▸ **TASK DETAILS**
Copy out each line of the listing below that contains the word "large".

= = = = = = =

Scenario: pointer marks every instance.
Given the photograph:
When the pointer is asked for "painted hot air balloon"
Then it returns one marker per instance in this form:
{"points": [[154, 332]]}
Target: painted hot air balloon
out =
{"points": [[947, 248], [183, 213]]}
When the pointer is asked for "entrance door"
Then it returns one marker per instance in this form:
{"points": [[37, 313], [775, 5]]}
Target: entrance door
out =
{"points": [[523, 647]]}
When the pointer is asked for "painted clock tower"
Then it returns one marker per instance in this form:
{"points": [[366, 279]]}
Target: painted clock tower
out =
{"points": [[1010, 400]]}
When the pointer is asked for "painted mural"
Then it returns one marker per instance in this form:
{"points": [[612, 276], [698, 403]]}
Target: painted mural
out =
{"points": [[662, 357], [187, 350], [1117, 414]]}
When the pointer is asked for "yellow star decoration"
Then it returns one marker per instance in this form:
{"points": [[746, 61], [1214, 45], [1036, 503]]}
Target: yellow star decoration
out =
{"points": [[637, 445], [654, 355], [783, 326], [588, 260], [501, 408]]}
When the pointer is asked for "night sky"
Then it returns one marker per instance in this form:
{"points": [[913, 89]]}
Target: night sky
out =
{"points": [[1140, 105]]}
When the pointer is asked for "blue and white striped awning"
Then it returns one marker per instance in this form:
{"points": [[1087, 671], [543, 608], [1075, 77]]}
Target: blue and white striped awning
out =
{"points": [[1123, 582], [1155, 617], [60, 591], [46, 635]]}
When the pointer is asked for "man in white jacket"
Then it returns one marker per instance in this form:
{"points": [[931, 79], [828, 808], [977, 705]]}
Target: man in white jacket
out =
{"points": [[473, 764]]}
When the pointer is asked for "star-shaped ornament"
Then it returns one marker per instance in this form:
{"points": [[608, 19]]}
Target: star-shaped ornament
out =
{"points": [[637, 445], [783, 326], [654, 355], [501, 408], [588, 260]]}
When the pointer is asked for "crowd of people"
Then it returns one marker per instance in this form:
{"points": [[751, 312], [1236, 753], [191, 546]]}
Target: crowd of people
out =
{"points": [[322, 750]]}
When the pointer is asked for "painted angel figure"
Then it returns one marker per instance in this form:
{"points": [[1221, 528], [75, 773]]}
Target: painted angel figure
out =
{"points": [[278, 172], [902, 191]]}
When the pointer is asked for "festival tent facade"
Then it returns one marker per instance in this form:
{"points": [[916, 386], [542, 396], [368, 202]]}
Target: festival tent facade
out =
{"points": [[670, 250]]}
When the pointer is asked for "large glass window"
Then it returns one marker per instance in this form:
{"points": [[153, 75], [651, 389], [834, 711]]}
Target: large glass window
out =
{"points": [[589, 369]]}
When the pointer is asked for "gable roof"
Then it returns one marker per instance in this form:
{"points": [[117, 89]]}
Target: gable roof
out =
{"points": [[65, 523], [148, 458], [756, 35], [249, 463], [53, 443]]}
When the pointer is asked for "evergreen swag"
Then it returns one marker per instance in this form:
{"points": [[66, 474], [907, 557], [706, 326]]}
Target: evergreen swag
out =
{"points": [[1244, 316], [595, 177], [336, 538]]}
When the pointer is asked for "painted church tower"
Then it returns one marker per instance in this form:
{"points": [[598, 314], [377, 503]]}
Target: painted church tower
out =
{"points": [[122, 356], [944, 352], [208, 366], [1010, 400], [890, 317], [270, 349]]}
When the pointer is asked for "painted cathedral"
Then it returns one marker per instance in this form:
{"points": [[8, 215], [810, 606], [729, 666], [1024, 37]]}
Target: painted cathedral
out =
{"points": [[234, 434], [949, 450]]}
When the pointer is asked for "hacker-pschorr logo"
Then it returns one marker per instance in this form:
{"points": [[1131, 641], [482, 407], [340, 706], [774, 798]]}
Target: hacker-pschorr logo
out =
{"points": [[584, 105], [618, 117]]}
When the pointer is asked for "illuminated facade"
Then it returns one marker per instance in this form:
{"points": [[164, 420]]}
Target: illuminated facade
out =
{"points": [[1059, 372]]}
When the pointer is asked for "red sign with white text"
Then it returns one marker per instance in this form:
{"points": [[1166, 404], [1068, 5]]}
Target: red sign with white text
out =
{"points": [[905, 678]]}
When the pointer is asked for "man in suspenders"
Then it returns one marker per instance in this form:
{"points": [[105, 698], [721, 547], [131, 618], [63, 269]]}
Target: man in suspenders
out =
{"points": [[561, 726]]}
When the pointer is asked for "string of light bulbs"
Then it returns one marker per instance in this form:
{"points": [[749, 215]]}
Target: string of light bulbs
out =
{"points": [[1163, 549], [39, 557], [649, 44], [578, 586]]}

= = = = = = =

▸ **ANSWER SECTION**
When the pointer is asked for "large glass window"
Target: large glass window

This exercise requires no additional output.